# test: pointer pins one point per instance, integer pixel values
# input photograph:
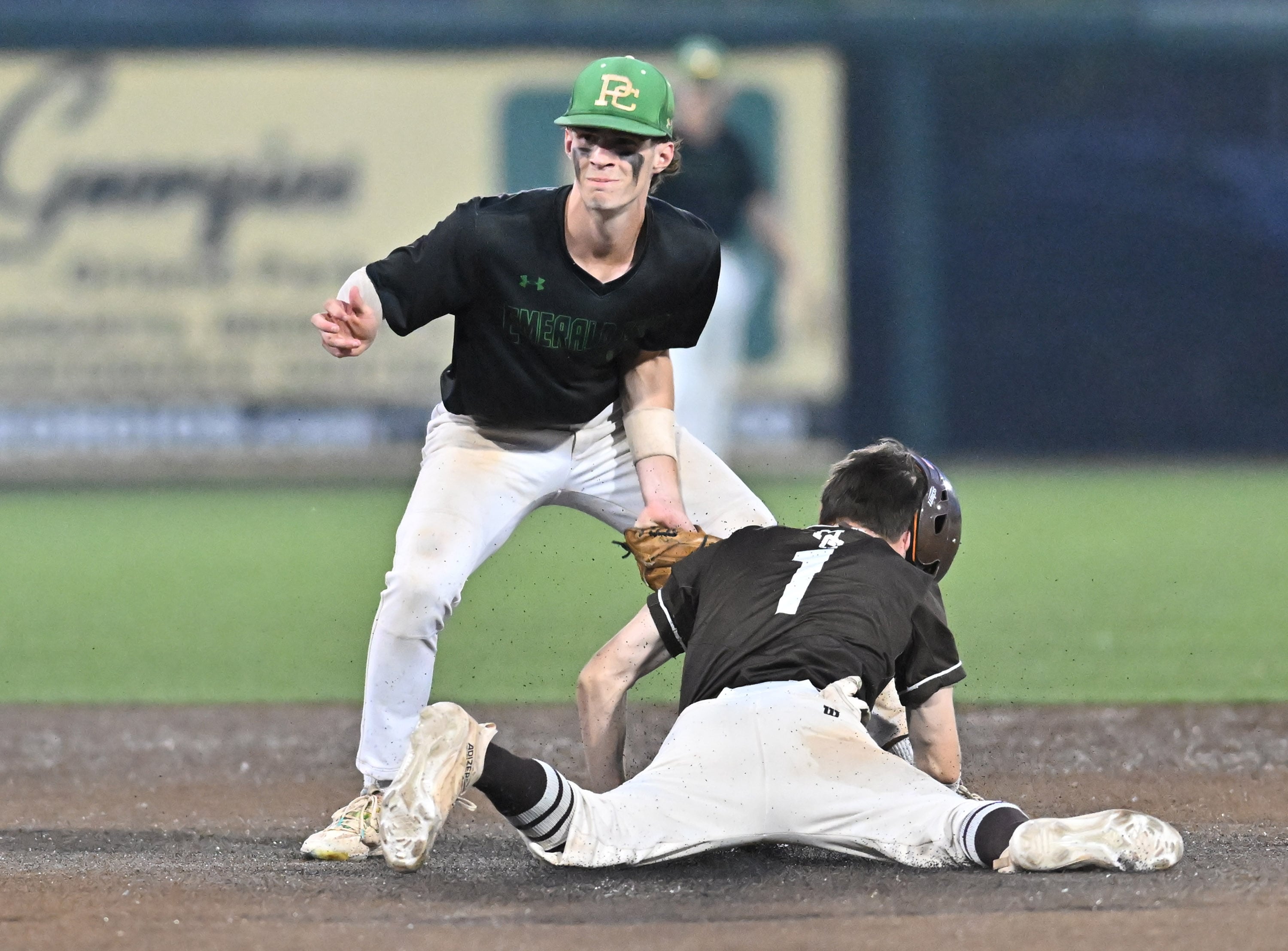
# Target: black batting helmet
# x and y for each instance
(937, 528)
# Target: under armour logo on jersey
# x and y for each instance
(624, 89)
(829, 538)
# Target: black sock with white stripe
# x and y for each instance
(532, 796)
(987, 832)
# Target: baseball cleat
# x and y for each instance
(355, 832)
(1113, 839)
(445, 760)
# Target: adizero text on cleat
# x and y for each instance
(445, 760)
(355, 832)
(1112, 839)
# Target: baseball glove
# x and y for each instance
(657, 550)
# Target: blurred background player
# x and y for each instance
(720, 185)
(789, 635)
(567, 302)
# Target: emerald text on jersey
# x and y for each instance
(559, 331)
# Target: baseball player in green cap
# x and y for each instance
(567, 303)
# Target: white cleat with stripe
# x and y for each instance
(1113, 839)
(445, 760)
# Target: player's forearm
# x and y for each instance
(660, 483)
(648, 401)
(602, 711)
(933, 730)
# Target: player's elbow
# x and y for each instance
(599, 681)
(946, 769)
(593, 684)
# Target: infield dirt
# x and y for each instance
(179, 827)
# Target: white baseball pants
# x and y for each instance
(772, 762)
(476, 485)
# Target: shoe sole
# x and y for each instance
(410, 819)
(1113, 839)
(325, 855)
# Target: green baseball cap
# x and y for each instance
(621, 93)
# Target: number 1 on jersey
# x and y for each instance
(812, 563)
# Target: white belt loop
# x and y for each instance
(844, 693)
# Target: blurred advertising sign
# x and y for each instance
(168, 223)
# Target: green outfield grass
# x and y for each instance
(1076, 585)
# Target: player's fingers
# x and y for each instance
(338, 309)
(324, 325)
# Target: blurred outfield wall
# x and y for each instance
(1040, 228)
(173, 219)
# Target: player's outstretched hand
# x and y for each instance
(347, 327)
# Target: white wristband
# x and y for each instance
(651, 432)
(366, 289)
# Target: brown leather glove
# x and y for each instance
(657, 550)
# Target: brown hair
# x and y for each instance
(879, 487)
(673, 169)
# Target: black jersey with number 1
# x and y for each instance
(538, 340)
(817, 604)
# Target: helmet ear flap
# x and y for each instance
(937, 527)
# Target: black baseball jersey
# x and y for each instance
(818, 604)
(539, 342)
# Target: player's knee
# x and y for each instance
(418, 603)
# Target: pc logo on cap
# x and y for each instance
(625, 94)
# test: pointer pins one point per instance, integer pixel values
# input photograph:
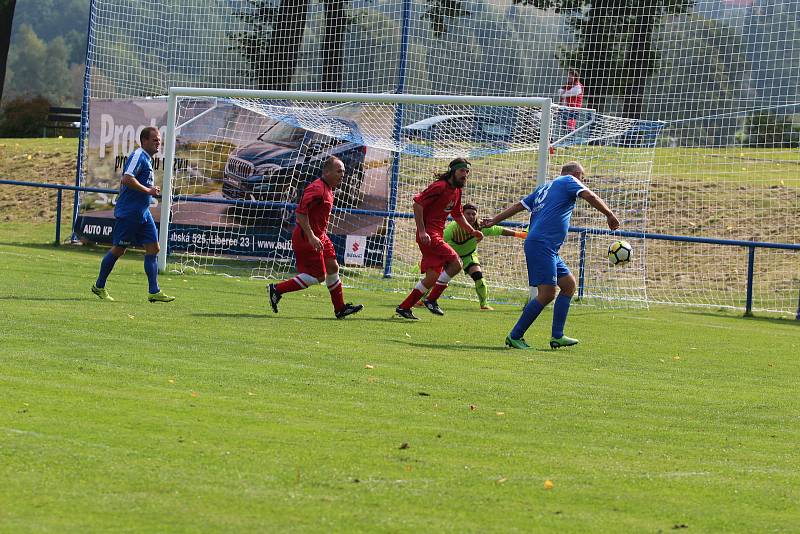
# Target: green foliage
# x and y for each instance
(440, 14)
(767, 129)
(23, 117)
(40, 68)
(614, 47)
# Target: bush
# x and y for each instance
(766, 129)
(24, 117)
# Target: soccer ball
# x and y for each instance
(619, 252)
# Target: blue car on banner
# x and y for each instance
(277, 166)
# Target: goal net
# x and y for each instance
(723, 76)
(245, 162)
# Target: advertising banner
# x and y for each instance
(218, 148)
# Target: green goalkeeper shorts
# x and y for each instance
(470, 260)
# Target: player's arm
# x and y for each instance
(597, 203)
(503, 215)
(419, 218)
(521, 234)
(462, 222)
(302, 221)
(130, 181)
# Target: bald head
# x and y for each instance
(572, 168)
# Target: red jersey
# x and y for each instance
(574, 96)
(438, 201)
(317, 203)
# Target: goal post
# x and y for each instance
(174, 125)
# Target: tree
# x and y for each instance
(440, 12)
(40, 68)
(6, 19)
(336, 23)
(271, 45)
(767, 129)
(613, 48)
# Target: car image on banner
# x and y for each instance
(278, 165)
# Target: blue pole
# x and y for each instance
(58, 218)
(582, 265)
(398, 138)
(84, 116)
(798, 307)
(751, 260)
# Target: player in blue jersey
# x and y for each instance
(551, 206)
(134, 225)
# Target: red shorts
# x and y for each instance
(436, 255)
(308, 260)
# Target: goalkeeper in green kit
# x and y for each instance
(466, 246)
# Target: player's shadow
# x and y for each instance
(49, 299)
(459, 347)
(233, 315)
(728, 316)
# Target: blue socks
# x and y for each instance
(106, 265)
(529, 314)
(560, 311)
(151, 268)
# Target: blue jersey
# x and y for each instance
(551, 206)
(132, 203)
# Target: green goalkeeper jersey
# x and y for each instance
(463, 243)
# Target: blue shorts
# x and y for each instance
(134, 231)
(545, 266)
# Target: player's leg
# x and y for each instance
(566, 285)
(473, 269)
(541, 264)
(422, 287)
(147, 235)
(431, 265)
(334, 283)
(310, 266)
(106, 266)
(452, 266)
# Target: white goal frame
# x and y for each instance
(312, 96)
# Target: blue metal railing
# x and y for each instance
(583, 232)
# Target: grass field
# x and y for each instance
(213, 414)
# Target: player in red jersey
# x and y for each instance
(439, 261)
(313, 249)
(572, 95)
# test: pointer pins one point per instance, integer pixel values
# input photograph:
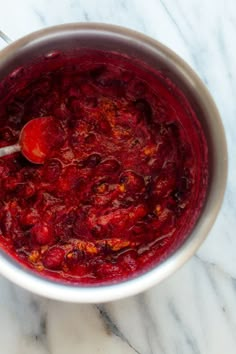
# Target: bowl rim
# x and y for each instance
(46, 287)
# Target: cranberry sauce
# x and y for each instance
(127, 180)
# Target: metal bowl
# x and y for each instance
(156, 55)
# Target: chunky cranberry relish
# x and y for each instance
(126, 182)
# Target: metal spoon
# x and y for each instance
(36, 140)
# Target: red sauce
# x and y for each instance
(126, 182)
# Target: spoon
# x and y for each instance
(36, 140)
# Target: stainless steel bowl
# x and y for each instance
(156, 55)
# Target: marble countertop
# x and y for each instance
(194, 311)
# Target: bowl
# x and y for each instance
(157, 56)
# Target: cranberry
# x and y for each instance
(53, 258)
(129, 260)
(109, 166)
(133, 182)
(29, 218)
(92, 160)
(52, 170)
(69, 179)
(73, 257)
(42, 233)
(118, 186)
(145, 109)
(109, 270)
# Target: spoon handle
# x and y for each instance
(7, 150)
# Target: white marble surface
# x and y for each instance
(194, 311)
---
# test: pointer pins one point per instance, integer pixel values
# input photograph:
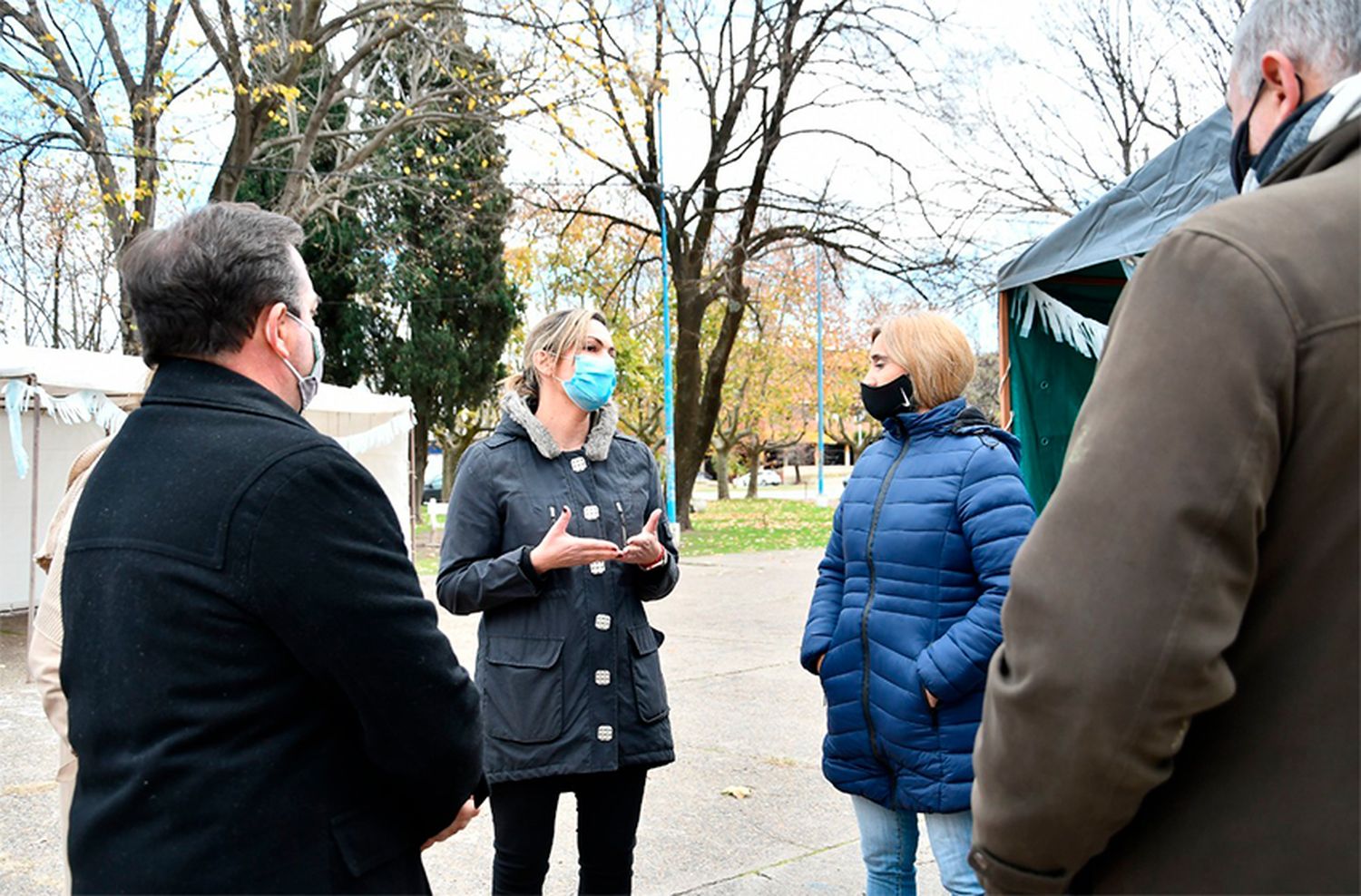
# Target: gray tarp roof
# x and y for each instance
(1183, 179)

**WORK REQUEST**
How many lines of the listing contain the word "white"? Reply with only the number.

**TASK RESPONSE**
7